:: What to work on ::
Every line of the listing that holds the word "below" should be returned.

:: Supplied entries ::
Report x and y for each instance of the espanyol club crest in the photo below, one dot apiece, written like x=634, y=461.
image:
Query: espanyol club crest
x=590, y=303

--

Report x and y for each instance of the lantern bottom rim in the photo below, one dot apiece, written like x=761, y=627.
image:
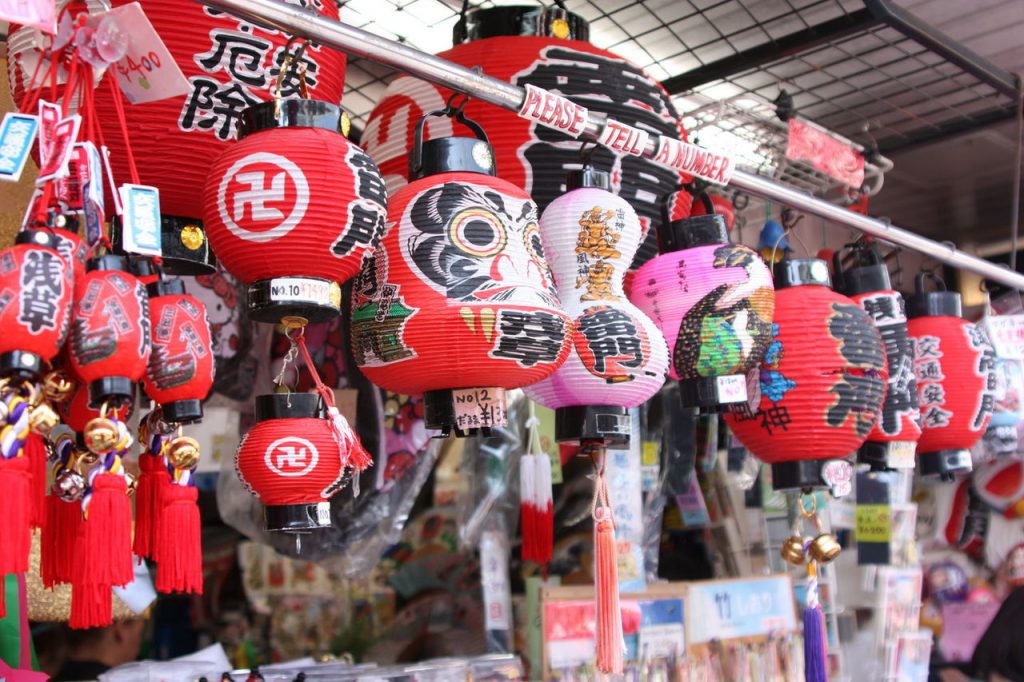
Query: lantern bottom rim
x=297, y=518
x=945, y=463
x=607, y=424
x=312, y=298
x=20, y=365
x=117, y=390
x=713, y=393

:: Final answer ::
Report x and y for each instance of the espanyol club crest in the photo below, one dot apiece, written like x=634, y=461.
Report x and y for each instance of the lantern bottom rim in the photo below, one dot apiece, written like x=761, y=627.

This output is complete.